═════ Input data ═════

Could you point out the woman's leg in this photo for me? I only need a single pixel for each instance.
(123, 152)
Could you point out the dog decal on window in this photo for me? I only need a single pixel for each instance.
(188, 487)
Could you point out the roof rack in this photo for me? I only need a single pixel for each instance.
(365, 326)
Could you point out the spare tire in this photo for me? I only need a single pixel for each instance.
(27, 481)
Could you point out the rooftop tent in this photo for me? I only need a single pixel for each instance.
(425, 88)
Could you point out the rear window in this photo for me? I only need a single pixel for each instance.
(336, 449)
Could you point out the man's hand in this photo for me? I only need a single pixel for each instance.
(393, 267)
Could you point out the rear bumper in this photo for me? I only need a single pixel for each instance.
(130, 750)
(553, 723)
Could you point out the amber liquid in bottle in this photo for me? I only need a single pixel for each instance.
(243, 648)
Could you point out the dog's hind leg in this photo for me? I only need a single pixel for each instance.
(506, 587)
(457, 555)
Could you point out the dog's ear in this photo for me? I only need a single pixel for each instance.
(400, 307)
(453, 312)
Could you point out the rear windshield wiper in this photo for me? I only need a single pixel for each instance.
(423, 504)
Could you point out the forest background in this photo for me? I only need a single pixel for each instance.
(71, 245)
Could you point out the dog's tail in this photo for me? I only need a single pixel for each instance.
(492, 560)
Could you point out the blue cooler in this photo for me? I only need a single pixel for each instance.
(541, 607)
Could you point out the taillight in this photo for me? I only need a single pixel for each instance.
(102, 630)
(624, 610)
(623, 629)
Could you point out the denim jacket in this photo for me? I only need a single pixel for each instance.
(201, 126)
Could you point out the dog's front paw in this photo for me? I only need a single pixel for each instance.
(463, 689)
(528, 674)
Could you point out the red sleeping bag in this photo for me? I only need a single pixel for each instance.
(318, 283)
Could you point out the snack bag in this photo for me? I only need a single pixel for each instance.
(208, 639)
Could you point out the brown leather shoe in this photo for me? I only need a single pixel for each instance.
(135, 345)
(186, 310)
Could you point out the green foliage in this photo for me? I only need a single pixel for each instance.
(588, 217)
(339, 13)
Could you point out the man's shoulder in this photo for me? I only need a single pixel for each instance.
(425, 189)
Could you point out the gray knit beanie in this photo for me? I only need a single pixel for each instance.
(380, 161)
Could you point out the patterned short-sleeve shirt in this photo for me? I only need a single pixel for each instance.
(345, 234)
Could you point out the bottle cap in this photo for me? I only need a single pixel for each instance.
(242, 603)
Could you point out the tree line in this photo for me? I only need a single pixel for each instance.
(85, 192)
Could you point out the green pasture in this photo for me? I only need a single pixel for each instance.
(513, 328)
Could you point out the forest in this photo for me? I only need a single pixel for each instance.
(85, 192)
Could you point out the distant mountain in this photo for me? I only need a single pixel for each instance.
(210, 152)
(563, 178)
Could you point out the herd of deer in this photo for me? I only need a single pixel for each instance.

═════

(Task instructions): Print the records above in full, exactly.

(Solution below):
Could you point out the woman's leg in this photo for me? I only need a single pixel for each instance.
(123, 152)
Could you point out the dog decal on window in this photo for me? I only need a single pixel for each instance.
(188, 487)
Could you point out the roof rack in this photo for me? I only need a single pixel for each instance.
(365, 326)
Could you point out the spare tire in this photo for me? I only need a single pixel for each instance.
(27, 481)
Could you point out the rooftop tent in this photo for me? I only need a single pixel for each instance.
(425, 88)
Could you point out the rear window in this photo for me? I only need a single pixel for each instance.
(336, 449)
Could you point out the man's hand in this photo for me? I only need a single pixel for each instance.
(393, 267)
Could you point out the rear bumper in this photo for me? I only need a single pixel for each instance.
(130, 750)
(553, 723)
Could you point out the amber liquid in bottle in this photo for me? I only need a single pixel for each instance.
(243, 648)
Could you point out the dog's hind leg in this photo for me? I only need a single pixel for each instance.
(506, 587)
(457, 555)
Could you point out the dog's ear in this photo for me? I only need a single pixel for each instance.
(400, 307)
(453, 312)
Could you point out the rear windshield wiper in this photo for me? I only need a single pixel for each instance.
(423, 504)
Could you point out the forest background in this photo for me? I only need a single pixel for each instance.
(71, 245)
Could you point out the dog's tail in this photo for me? I only need a single pixel for each instance.
(492, 560)
Could you point out the blue cooler in this photo for me? I only need a single pixel for each instance.
(541, 607)
Could you point out the taillight in this photo for me? I only need a single pixel for each instance.
(102, 630)
(624, 610)
(623, 629)
Could you point out the denim jacket in this photo for me? I only need a single pixel for each instance.
(201, 126)
Could you point out the dog's front paw in this photo for me? I only need a single pixel for each instance.
(463, 689)
(528, 674)
Could you point out the red sleeping bag in this photo for me? I only need a single pixel for each instance.
(318, 283)
Could you point out the snack bag in this photo for me? I only need a single pixel for each instance.
(208, 639)
Could you point out the brown leather shoe in this photo for me? I only need a single pixel for each instance.
(135, 345)
(186, 310)
Could you point out the green foliage in this photo for me? I only need a single pixel for each instance.
(588, 217)
(339, 13)
Could you point out the man's shoulder in this photo for me? I only need a single pixel for each instance.
(425, 189)
Could you point out the gray knit beanie in this photo for me? I only need a single pixel for each instance.
(380, 161)
Could you point out the patterned short-sleeve shirt in this photo for me? I only need a single pixel for each instance.
(345, 234)
Could you point out the bottle cap in this photo for me? I only need a single pixel for each instance.
(242, 603)
Could you point out the tree line in this photo for me? I only need a single pixel for each instance.
(85, 192)
Could you point out the green pasture in this photo for me? I only need a single pixel for each instance.
(513, 328)
Could you point out the forest in this photo for me? I only need a single pixel for each instance.
(85, 192)
Could you point out the distant mountain in this photo for me? I only need a single pixel for each instance.
(210, 152)
(563, 178)
Could you point out the herd of deer in this photo for me? I only need a single pixel for each instance.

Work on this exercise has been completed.